*Objective:*
Write out the data below word for word, starting with the line that contains "Target: green lawn" and going on through the end of the data.

***** Source data

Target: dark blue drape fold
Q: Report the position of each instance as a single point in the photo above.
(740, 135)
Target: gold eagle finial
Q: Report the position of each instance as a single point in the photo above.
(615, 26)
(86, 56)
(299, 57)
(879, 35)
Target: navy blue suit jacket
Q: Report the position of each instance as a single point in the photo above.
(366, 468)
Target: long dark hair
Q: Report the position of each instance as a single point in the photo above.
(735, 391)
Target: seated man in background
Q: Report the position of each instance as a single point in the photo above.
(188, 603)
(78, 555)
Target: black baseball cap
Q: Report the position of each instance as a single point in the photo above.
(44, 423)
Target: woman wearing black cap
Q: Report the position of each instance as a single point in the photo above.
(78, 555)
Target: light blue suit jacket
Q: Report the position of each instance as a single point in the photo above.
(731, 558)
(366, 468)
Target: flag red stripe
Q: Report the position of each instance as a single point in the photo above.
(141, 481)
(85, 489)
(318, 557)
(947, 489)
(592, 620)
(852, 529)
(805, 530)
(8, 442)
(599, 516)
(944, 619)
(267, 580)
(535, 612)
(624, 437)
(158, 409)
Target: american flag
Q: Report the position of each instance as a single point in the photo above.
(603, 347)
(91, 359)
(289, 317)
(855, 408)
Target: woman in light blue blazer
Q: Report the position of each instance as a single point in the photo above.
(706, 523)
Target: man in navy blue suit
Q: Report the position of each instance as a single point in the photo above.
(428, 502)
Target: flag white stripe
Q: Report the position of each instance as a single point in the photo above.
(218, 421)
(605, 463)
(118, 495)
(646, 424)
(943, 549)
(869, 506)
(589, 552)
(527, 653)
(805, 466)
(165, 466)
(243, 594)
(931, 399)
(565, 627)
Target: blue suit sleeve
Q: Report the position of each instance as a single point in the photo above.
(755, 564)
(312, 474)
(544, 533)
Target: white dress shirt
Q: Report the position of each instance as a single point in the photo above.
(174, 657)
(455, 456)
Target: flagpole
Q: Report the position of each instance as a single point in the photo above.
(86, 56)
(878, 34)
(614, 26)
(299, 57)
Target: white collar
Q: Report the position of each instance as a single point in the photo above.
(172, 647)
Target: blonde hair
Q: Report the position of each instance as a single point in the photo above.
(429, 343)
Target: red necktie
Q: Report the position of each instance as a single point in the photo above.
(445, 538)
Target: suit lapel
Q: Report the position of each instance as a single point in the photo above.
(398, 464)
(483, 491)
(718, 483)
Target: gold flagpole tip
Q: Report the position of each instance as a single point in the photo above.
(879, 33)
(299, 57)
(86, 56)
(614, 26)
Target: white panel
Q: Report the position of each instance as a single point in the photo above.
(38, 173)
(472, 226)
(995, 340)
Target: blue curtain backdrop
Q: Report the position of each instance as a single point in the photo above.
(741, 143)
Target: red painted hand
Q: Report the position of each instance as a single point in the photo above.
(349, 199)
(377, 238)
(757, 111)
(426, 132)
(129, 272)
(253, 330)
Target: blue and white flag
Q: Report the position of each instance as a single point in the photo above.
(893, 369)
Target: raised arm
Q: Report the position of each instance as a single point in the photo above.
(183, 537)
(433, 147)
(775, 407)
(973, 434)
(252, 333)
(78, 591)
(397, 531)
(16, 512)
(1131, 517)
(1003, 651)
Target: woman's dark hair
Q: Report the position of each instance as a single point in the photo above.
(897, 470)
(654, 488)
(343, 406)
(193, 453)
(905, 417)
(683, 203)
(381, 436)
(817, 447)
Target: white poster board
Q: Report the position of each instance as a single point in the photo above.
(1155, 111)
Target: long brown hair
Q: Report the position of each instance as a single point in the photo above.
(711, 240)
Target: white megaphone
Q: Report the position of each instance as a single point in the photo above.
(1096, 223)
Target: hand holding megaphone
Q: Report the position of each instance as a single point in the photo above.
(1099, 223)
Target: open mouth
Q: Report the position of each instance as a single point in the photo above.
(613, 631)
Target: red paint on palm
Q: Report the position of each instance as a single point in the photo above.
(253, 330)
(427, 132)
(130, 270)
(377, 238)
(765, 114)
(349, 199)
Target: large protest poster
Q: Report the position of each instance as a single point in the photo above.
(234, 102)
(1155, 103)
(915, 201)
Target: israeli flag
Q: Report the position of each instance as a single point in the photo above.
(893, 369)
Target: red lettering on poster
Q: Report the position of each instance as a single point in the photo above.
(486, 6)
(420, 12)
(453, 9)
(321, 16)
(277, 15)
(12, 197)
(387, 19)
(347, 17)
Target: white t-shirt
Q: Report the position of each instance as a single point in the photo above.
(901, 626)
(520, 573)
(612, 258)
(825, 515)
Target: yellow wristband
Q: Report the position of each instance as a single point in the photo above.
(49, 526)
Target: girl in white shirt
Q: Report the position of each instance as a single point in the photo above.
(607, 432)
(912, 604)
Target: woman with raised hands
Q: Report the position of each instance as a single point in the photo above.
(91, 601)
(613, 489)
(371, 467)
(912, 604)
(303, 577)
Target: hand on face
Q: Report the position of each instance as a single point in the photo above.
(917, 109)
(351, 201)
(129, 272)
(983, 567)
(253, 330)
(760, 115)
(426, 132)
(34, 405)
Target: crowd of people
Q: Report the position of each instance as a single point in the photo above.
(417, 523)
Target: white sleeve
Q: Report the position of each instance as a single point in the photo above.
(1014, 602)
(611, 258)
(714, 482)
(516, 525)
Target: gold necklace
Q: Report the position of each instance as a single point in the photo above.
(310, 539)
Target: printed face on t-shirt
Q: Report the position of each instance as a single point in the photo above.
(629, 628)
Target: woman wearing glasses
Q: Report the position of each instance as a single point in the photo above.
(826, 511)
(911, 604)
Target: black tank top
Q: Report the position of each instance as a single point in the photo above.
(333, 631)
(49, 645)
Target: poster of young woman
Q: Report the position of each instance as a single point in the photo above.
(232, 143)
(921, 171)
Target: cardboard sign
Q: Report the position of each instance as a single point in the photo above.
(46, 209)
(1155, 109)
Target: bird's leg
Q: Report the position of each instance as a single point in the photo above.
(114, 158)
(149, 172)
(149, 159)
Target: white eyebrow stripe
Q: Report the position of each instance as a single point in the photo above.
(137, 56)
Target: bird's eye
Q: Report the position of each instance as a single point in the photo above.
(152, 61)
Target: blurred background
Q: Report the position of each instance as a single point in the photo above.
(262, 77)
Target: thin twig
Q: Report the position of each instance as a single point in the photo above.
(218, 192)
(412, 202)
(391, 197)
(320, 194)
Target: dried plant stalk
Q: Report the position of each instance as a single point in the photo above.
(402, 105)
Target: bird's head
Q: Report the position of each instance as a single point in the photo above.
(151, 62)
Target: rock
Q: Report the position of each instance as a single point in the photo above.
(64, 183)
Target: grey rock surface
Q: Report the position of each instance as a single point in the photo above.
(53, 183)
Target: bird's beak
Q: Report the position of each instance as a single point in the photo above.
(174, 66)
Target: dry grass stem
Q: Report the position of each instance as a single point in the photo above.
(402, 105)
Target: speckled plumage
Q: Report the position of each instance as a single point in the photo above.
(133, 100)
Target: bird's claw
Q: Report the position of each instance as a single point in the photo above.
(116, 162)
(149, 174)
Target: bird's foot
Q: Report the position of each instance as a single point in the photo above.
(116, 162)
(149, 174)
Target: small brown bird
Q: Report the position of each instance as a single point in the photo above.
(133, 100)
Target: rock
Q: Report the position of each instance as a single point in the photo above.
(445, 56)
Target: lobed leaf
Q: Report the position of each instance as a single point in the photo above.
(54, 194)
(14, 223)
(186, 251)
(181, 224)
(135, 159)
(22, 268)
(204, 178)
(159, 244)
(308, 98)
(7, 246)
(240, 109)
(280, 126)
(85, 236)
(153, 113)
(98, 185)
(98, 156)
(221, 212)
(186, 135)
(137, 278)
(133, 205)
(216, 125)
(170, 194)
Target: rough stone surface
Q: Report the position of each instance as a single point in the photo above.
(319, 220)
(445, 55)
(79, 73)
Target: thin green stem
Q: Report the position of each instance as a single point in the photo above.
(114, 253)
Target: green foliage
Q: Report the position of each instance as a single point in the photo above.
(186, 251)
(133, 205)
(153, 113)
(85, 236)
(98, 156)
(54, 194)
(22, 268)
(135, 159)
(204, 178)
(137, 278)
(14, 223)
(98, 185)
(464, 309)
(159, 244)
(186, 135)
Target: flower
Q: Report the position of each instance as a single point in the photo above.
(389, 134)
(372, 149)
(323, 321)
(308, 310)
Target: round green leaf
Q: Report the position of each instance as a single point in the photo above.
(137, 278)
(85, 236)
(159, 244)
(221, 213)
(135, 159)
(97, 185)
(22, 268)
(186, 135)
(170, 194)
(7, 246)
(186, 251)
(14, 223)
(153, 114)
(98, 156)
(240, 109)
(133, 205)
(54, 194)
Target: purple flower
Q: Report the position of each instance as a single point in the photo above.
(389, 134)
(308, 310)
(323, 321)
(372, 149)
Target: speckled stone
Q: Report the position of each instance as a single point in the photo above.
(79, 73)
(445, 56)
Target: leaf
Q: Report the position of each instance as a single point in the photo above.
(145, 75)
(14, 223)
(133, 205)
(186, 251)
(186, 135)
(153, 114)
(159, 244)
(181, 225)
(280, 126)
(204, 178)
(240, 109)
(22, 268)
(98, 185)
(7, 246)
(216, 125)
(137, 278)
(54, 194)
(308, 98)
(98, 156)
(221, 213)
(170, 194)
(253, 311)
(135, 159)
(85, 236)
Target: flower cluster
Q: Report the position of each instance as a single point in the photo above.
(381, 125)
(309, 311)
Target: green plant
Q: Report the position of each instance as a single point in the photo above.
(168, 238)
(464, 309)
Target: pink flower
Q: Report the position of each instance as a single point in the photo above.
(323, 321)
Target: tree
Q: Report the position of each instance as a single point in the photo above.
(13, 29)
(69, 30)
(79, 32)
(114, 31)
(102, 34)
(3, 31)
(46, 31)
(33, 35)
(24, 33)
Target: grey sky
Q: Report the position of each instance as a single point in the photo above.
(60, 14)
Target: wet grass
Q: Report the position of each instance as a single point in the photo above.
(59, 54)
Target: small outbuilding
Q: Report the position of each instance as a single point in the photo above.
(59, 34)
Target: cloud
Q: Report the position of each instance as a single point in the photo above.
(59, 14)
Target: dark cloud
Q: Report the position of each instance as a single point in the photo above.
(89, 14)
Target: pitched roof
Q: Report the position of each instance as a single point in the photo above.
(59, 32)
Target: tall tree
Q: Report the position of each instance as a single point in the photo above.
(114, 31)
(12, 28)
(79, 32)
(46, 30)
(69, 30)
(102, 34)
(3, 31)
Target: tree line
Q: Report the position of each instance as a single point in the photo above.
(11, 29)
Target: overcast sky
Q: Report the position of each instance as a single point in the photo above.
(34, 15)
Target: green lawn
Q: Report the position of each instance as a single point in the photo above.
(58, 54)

**********

*Response:*
Target: green lawn
Q: Report the position of each instance as a single point in the photo above.
(58, 54)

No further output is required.